= Problem requirements =
Retype the lines of the entries below verbatim, without the pictures.

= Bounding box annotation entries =
======

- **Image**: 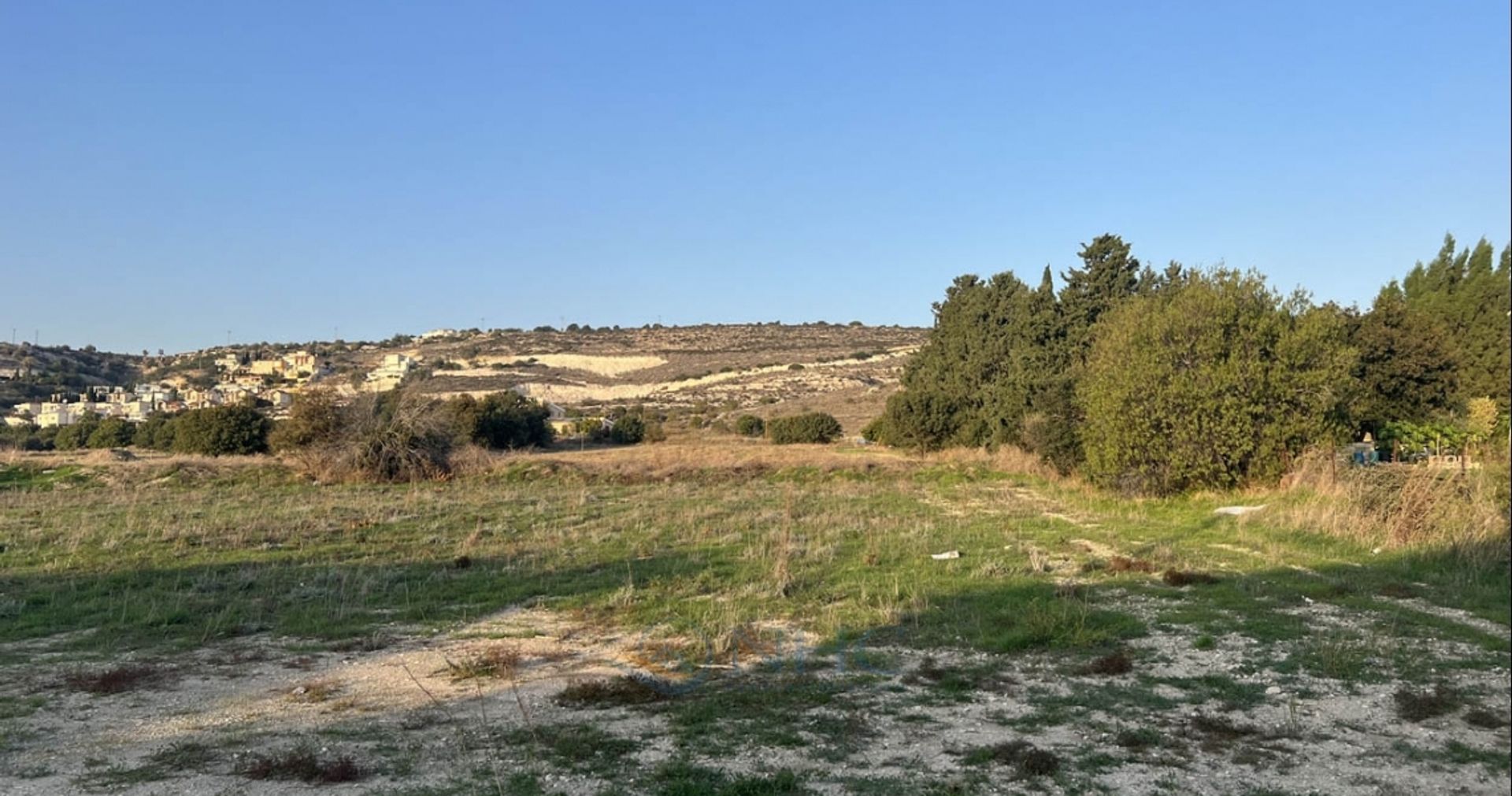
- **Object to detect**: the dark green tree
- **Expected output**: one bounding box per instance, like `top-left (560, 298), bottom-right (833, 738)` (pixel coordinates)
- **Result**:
top-left (174, 405), bottom-right (272, 456)
top-left (1077, 270), bottom-right (1354, 494)
top-left (1351, 283), bottom-right (1459, 435)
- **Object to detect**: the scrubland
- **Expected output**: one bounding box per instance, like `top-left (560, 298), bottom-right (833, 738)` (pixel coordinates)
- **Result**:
top-left (0, 436), bottom-right (1512, 794)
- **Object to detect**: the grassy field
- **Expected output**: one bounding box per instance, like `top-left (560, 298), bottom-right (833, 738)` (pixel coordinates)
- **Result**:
top-left (0, 441), bottom-right (1512, 794)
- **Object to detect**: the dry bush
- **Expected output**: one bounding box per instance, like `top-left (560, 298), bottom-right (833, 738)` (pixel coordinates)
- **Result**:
top-left (1279, 452), bottom-right (1507, 548)
top-left (64, 663), bottom-right (163, 694)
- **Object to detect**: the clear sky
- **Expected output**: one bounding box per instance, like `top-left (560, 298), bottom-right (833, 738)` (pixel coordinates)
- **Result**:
top-left (0, 0), bottom-right (1512, 350)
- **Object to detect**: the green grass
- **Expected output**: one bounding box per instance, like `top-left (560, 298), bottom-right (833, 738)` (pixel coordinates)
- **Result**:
top-left (0, 464), bottom-right (94, 491)
top-left (0, 452), bottom-right (1509, 796)
top-left (0, 462), bottom-right (1507, 669)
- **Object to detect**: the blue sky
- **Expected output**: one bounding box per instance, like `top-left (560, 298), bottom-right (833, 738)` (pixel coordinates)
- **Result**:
top-left (0, 0), bottom-right (1512, 350)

======

= Reply =
- **Image**: 
- **Object to detect**: the dark green tree
- **Expected output**: one bounding box per instance, like `top-left (560, 298), bottom-right (833, 738)` (pixel coordinates)
- **Result**:
top-left (174, 405), bottom-right (272, 456)
top-left (1077, 270), bottom-right (1354, 494)
top-left (1351, 283), bottom-right (1459, 435)
- **Object to detect**: the scrubland
- **Expected output**: one bounding box per instance, like `top-left (560, 298), bottom-right (833, 738)` (pixel coordinates)
- **Result**:
top-left (0, 436), bottom-right (1512, 794)
- **Object to detect**: the grassy field
- **Expected output**: one bounding box per instance, like `top-left (560, 298), bottom-right (833, 738)` (pixel coordinates)
- **Result**:
top-left (0, 441), bottom-right (1512, 794)
- **Object to detect**: the dry bush
- **Expected output**: one bounding box per instance, like `top-left (560, 298), bottom-right (833, 738)` (pixel coordinates)
- **Result**:
top-left (1279, 452), bottom-right (1507, 548)
top-left (64, 663), bottom-right (163, 694)
- **Object to detect**: the clear sky
- **Expected output**: one bounding box per instance, like `top-left (560, 298), bottom-right (833, 738)` (pixel coordinates)
- **Result**:
top-left (0, 0), bottom-right (1512, 350)
- **Object to detect**: the green grass
- **Expected output**: one bounding box per instance, like `top-left (560, 298), bottom-right (833, 738)` (pixel coordinates)
- **Result**:
top-left (0, 464), bottom-right (94, 491)
top-left (0, 452), bottom-right (1509, 796)
top-left (0, 462), bottom-right (1507, 669)
- **Object to detect**: the blue sky
- **Expected output**: one bounding box per instance, like `top-left (560, 298), bottom-right (833, 738)` (pixel coordinates)
- **Result**:
top-left (0, 0), bottom-right (1512, 350)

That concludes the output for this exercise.